L'autre intérêt de ce marché incontournable, c'est le "Cours du Mistral", la rue perpendiculaire qui remonte jusqu'à l'Escapade, le restaurant de Nicolas Pailhès et de son assistant Paul Chabert, tous deux orfèvres en la matière (Paul est le fils d'André Chabert qui a longtemps dirigé le Château de Rochegude dans la Drôme).

C'est là que les trufficulteurs vendent leur production aux chefs et aux grossistes. Directement dans le coffre de la voiture après les avoir pesées sur des balances précises au milligramme. Ils repartent ensuite avec leurs emplettes dans de vulgaires sacs plastiques, froissés, couverts de traces de boue et marqués "Leclerc", "Carrefour" ou "Intermarché", dans lesquels se baladent de véritables fortunes.

Car la truffe au kilo est chère. Entre 900 et 1400 euros le kilo. Mais si en janvier, elle est à son apogée, c'est aussi le moment où elle offre le meilleur rapport qualité-prix. Et comme il n'en faut pas beaucoup (voir ici  l'avis d'Edouard, trufficulteur du Périgord, tous sont d'accord avec lui...) pour parfumer quantités de plats, c'est aussi l'occasion de s'en procurer.

OBJECTIF A ::
Recopiez le passage du texte sur le marché aux truffes qui commence aux mots « C'est là que » et s'arrête après « de véritables fortunes. ».
OBJECTIF B ::
Selon le texte sur le marché aux truffes, combien coûte le kilo de truffe ?
OBJECTIF C ::
Écrivez la suite du texte sur le marché aux truffes, à partir de sa dernière phrase.
Les lignes n'interviennent en rien dans cet exercice.

LIGNES EXTRAITES ::
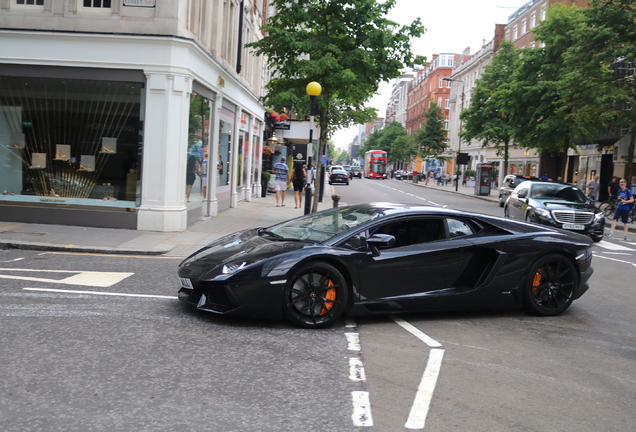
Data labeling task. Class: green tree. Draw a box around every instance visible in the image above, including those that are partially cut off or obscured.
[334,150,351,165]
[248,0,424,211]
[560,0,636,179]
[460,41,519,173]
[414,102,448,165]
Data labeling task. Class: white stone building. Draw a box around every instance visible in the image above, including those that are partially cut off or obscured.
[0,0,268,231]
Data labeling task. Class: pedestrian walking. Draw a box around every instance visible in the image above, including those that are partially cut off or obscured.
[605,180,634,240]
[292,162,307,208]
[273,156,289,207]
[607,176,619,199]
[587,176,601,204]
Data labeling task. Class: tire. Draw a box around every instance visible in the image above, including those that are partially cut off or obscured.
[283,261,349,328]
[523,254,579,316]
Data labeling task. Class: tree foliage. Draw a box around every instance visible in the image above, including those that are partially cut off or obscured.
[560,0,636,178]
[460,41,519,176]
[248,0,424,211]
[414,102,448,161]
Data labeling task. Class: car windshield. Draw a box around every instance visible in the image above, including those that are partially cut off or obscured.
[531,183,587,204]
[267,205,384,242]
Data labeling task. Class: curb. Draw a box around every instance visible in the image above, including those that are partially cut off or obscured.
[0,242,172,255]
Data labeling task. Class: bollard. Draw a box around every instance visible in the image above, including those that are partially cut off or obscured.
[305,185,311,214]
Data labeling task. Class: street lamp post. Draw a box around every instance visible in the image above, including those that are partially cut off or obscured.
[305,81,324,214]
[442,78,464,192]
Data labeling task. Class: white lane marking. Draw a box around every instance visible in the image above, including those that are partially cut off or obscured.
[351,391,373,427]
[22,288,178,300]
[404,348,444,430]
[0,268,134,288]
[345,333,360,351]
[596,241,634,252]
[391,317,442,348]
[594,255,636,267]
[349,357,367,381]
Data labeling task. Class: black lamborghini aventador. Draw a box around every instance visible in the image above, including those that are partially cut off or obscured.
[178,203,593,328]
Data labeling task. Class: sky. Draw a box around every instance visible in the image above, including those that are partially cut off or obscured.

RÉPONSE A ::
C'est là que les trufficulteurs vendent leur production aux chefs et aux grossistes. Directement dans le coffre de la voiture après les avoir pesées sur des balances précises au milligramme. Ils repartent ensuite avec leurs emplettes dans de vulgaires sacs plastiques, froissés, couverts de traces de boue et marqués "Leclerc", "Carrefour" ou "Intermarché", dans lesquels se baladent de véritables fortunes.

RÉPONSE B ::
Entre 900 et 1400 euros le kilo.

RÉPONSE C ::
Plus belle qu'en début de saison, quand la production est réservée à la conserve et part dans les saucissons et autres foies gras et pâtés truffés que les industriels en profitent pour les vendre le double que quand ils sont nature. Et bien moins coûteuse qu'au moment des fêtes où elle n'est pas encore à son pic d'abondance, mais où la demande est forte.

Une quête ni sonnante, ni trébuchante

C'est donc quand se tient la messe de la Saint Antoine à Richerenches, le 3ème dimanche de janvier qu'elle est juste parfaite. Il n'y a pas assez de place dans la petite église pour contenir tout le monde, mais chacun y va de son obole en déposant une truffe dans la sébile.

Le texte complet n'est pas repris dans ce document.